(GIVEN TEXT):
Through the process of both pre-flight and field flight trials, extensive data and numerous qualitative observations were collected and studied to validate the sensor payload design, assess its performance at the task of flow rate estimation, and accumulate feedback useful to the further evolution of the system and operations plans. Parallel simulation validation has demonstrated the fundamental usefulness of such a digital twin for the purpose of mission planning and algorithmic development of vehicle motion planning strategies.

4.1 Pre-flight validation

During the pre-flight validation, a thermal flat-field correction was performed by averaging image sequences (to eliminate noise) of a blank surface with consistent temperature, as a ratio over the overall mean pixel value, repeated under several different ambient temperature conditions to generate a correction factor for each pixel valid across the expected typical ambient operating temperature range. This improves the performance of the PIV algorithm by ensuring that the section of the observed river does not depend on its position within the image. Unlike the Non-Uniformity Correction (NUC) commonly performed by uncooled thermal cameras during operation to adjust for minor detector drifts, this flat-field correction was performed only once during pre-flight validation. The selected actively cooled Mirage 640 camera does not perform NUC. Characterization of IMU performance was completed through observation of noise magnitudes and bias drift rates of each axis while stationary, roughly validating these against published device specifications. The extrinsic calibration (describing relative translational and rotational offsets) between the IMU and each camera respectively is nominally known from the CAD model of the payload but is further optimized by applying the Kalibr toolkit (Rehder et al., 2016). This is important for any tasks such as using IMU-reported displacements to stabilize camera imagery during vehicle motion.

Electrically, the real-world power requirements of each sensor were individually verified to lie within vendor specifications. The operation of the custom-built power system was also assessed through artificial load testing under nominal and overload conditions, confirming its proper behavior under all circumstances, that it reliably transferred load between one or both batteries and an external power source, that no overheating occurred, and that reported power consumption telemetry was accurate.

Similar integrated testing took place to validate wireless communications functionality between the payload and ground station, via an indoor dry run of typical field operations, to ensure a consistent wireless link and data transfer. As this cannot evaluate operation at the expected distances between the two sides, further outdoor testing took place at varied distances, confirming adequate signal strength to at least a range of 250 m.

4.2 Field trial performance

A summary of the two shake-down tests and four science data collection tests comprising the overall field test campaign described earlier in Section 3.3 is given in Table 1. Overall, these tests spanned 65 flights totaling in excess of 14 h of in-air time and exercised progressively more complex features of the RiOS payloads.

(EXERCISE REQUIREMENTS): Copy out the passage on the RiOS payload trials word for word, from "Electrically, the real-world" up to and including "telemetry was accurate.".

(DATA SHOWN):
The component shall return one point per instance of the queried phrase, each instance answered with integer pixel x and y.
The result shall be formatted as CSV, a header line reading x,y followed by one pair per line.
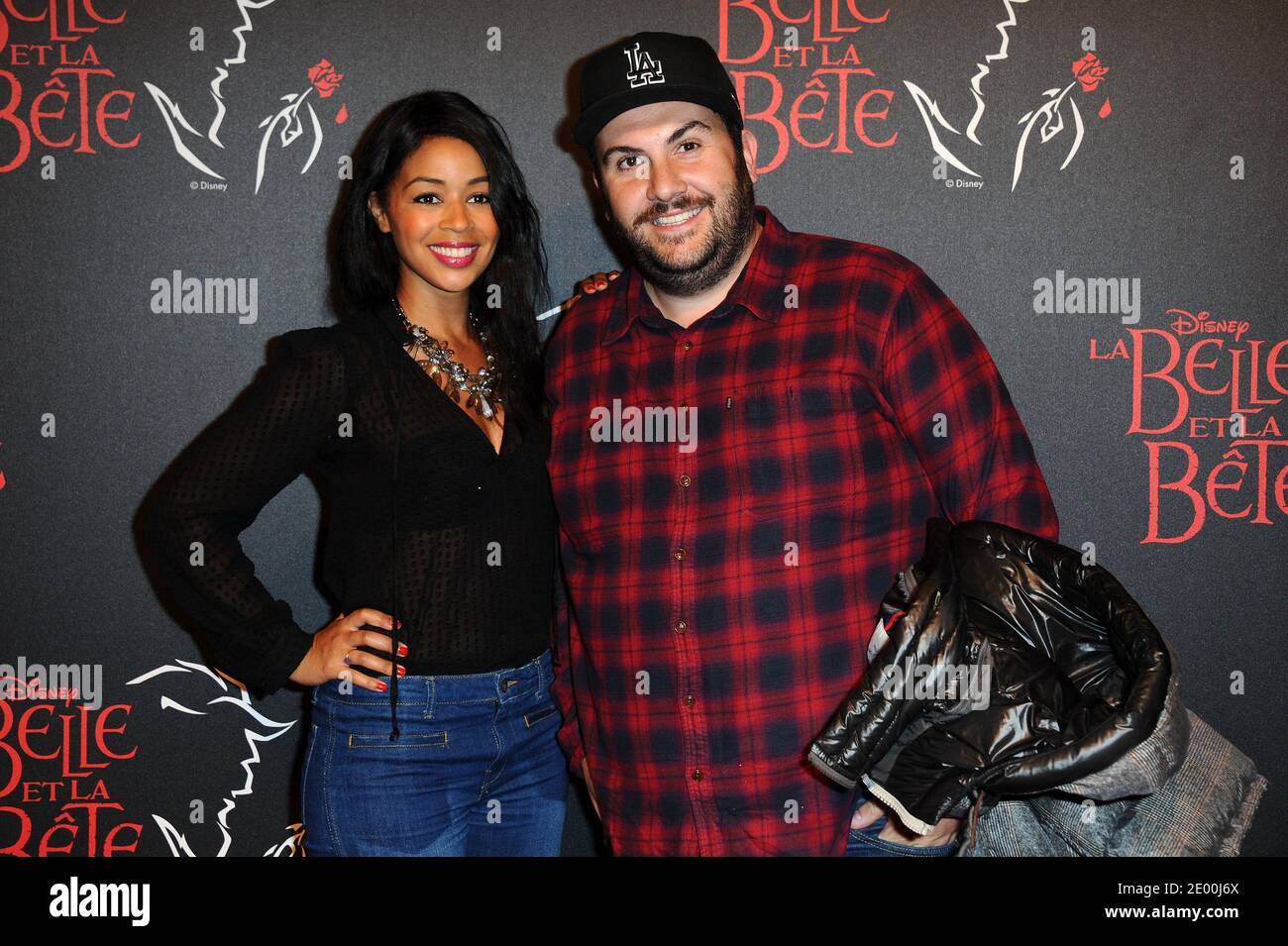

(EXERCISE RESULT):
Electrically, the real-world power requirements of each sensor were individually verified to lie within vendor specifications. The operation of the custom-built power system was also assessed through artificial load testing under nominal and overload conditions, confirming its proper behavior under all circumstances, that it reliably transferred load between one or both batteries and an external power source, that no overheating occurred, and that reported power consumption telemetry was accurate.